• Task: Shift every answer coordinate by adding -122 to it while copying out everything from the line containing "Report the location of each instance of the bird's outstretched" down to the end of the data, requests included. Leave the numbers in the requests and their format samples unchanged.

[Location annotation data excerpts]
——
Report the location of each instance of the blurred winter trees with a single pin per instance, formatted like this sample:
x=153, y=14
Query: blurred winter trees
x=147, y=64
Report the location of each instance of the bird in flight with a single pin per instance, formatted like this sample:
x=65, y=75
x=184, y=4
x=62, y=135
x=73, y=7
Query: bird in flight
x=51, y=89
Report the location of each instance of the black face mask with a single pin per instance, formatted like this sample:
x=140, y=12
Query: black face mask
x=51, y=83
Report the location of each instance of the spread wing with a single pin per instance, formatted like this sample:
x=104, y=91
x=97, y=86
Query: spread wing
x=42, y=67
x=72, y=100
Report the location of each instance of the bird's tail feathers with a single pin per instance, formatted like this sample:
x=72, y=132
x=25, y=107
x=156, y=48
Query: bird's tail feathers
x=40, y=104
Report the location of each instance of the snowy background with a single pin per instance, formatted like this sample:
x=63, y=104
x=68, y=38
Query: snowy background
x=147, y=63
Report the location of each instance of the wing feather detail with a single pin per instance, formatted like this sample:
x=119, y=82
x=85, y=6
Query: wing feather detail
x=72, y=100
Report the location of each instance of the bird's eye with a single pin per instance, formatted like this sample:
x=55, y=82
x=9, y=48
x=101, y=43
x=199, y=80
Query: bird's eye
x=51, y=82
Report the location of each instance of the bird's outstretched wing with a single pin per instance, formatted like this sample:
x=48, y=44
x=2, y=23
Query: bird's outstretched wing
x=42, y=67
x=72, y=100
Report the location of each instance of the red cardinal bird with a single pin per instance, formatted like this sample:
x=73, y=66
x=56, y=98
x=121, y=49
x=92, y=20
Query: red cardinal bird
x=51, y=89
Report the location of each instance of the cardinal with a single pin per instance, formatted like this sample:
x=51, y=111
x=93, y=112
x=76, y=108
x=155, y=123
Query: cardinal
——
• Final result:
Report the location of each instance of the bird's outstretched wing with a single pin per instance, formatted like this sample:
x=48, y=44
x=2, y=23
Query: bird's outstretched wing
x=-80, y=-55
x=-50, y=-22
Report the location of each instance of the red cardinal bird with a single pin per instance, formatted like this sample:
x=73, y=66
x=56, y=98
x=121, y=49
x=92, y=20
Query: red cardinal bird
x=-71, y=-33
Report the location of each instance of the cardinal with a single pin per instance, formatted like this sample:
x=51, y=111
x=93, y=112
x=76, y=108
x=155, y=123
Query: cardinal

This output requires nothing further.